━━━━━ Texto extraído ━━━━━
Ser algo

Ahora mismo, cuando hay tanta gente bienpensante que se escandaliza por la abundancia universal de banderas, griterío patriótica, cantos y emblemas y eslóganes a menudo excesivos y extremos, hay que conservar la serenidad y recordar que una cosa son, precisamente, los excesos (que siempre atribuimos a los demás, no a los nuestros…), y otra que la condición radicalmente social y colectiva de esta especie de ‘Homo Sapiens sapiens’ con cerebro tan complicado. Porque los grupos humanos de cualquier tipo y tamaño (tribus, ciudades, naciones, pueblos, países, sociedades, lo que sea) no tienen una existencia ‘material’, orgánica o física, del mismo tipo que un agregado mineral o celular. Ni son un objeto identificable como tal, ni una suma definida de objetos. Como grupos, sólo tienen existencia en la mente de los individuos que los componen, en primer lugar, y en segundo lugar en la mente de quien los observa y los reconoce como tales. Porque el grupo no existe si no se reconoce: se puede reconocer a través de un nombre común, a través de la percepción directa o indirecta de unos límites territoriales, asociativos o de linaje, a través de imágenes comunes, de palabras y de ideas o de símbolos, a través de la convicción de poseer alguna singularidad y alguna diferencia significativa.

Podríamos continuar con una lista, larga o corta, de requisitos o condiciones de este tipo, pero no hay que definirlo con más detalle: supongo que la idea está clara. La idea es que el ‘ser colectivo y común’, el ser algo como grupo singular y diferente, no consiste en una realidad material y directa, sino que es una representación, un hecho de conciencia, de pensarse y de decirse. Porque una sociedad humana no es una entidad orgánica, a la manera de un cuerpo compuesto de tejidos y de miembros, y por otro lado es mucho más que un rebaño, una bandada de aves o una banda de simios. Una sociedad humana es humana, y es sociedad, en tanto que es mental, es verbal y es simbólica.

La mediación simbólica y verbal es siempre necesaria, y mucho más cuando se trata de grupos de un cierto tamaño y complejidad, imposibles de percibir directamente en sus límites y dimensiones. Entonces, ya que la percepción no puede ser inmediata y directa, sólo puede hacerse a través de emblemas, signos y símbolos que representan al grupo como tal. La mediación, pues, se hará a través de un nombre común reconocido («somos atenienses», «somos musulmanes», «somos catalanes»), a través de la imagen o concepción del territorio, a través de fechas o hechos de la historia mítica o real (una fiesta patriótica, el día de la independencia), a través de figuras arquetípicas (el Tío Sam, el ‘coq gaulois’ -‘gallo galo’-, John Bull, el toro de Osborne), a través de lugares sagrados o históricos (Covadonga, Montserrat), a través de monumentos o edificios (el Independence Hall de Filadelfia, el monasterio de Batalha en Portugal, y si lo desea la Torre Eiffel… o el Micalet de Valencia). A través de grandes nombres históricos, míticos o literarios: Jaume I, George Washington, el Cid o Don Quijote. O incluso a través de imágenes o emblemas sagrados. Así es este mundo tan antipático y, si no nos gusta, siempre nos queda la práctica del robinsonismo político. Robinsonismo de Robinson Crusoe, quiero decir.
━━━━━ Registros aportados ━━━━━
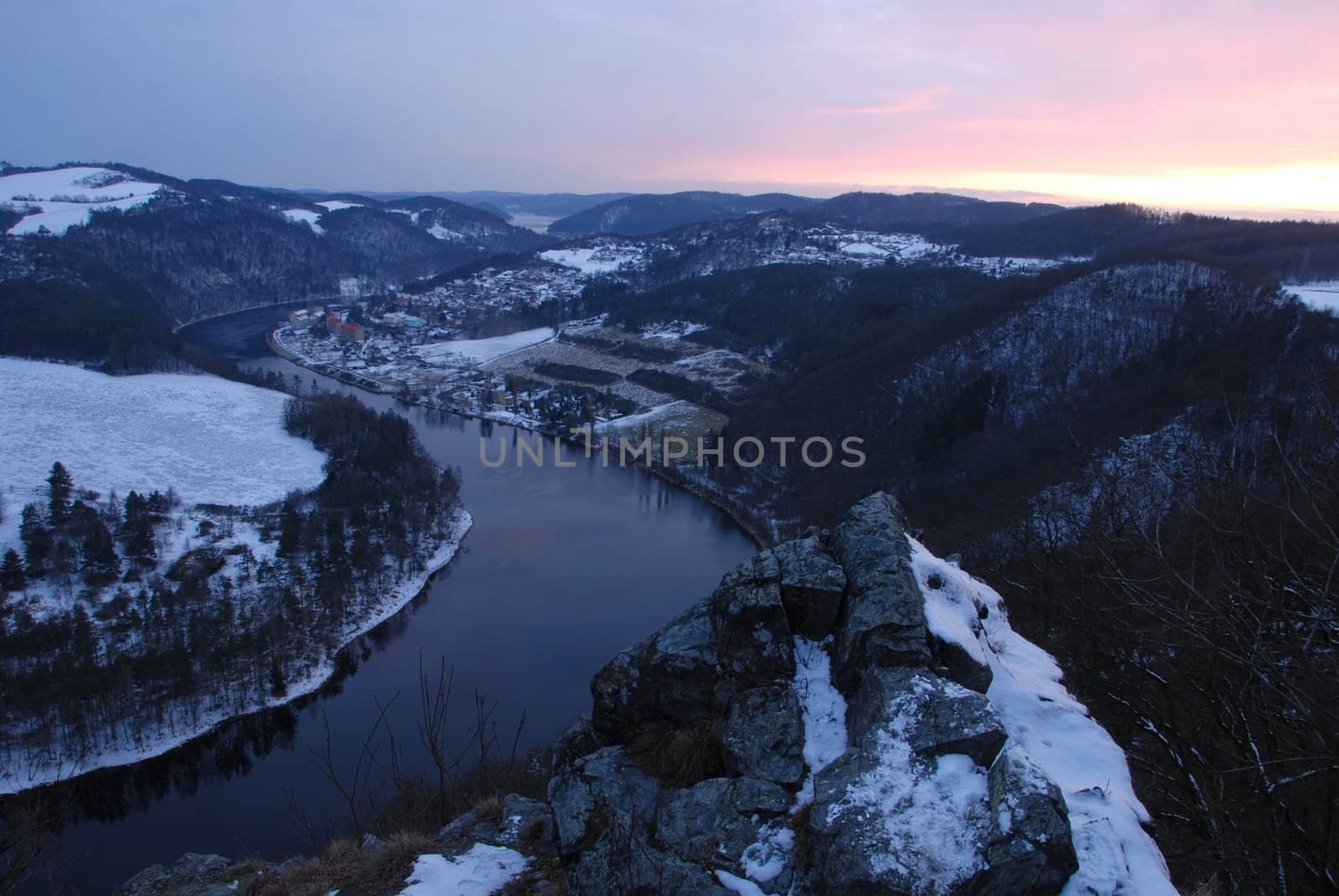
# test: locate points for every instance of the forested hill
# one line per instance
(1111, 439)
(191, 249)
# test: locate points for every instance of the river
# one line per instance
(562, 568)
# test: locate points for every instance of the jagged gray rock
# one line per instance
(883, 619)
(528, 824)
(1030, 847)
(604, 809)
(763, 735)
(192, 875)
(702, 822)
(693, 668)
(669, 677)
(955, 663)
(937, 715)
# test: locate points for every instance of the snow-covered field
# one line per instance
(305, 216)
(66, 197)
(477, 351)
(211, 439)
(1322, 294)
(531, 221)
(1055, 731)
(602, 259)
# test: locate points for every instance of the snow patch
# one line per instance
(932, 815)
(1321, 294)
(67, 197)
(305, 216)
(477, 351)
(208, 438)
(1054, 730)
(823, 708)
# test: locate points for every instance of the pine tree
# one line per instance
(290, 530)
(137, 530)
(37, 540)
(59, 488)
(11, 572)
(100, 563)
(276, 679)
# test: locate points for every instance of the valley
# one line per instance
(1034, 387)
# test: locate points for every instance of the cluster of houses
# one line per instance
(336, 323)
━━━━━
» Qué se pide
- a) Copia, por favor, el fragmento del texto sobre los grupos humanos que va desde "Podríamos continuar con" hasta "y es simbólica.".
- b) Convierte en una lista el párrafo del texto sobre los grupos humanos que empieza por "Podríamos continuar con una lista". Conserva sus datos principales.

» Respuestas
- a)
Podríamos continuar con una lista, larga o corta, de requisitos o condiciones de este tipo, pero no hay que definirlo con más detalle: supongo que la idea está clara. La idea es que el ‘ser colectivo y común’, el ser algo como grupo singular y diferente, no consiste en una realidad material y directa, sino que es una representación, un hecho de conciencia, de pensarse y de decirse. Porque una sociedad humana no es una entidad orgánica, a la manera de un cuerpo compuesto de tejidos y de miembros, y por otro lado es mucho más que un rebaño, una bandada de aves o una banda de simios. Una sociedad humana es humana, y es sociedad, en tanto que es mental, es verbal y es simbólica.

- b)
- No hace falta definir con más detalle los requisitos o condiciones para reconocer un grupo.
- El "ser colectivo y común" no es una realidad material y directa. Es una representación, un hecho de conciencia, de pensarse y de decirse.
- Una sociedad humana no es una entidad orgánica, como un cuerpo compuesto de tejidos y de miembros.
- Es mucho más que un rebaño, una bandada de aves o una banda de simios.
- Es humana y es sociedad en tanto que es mental, verbal y simbólica.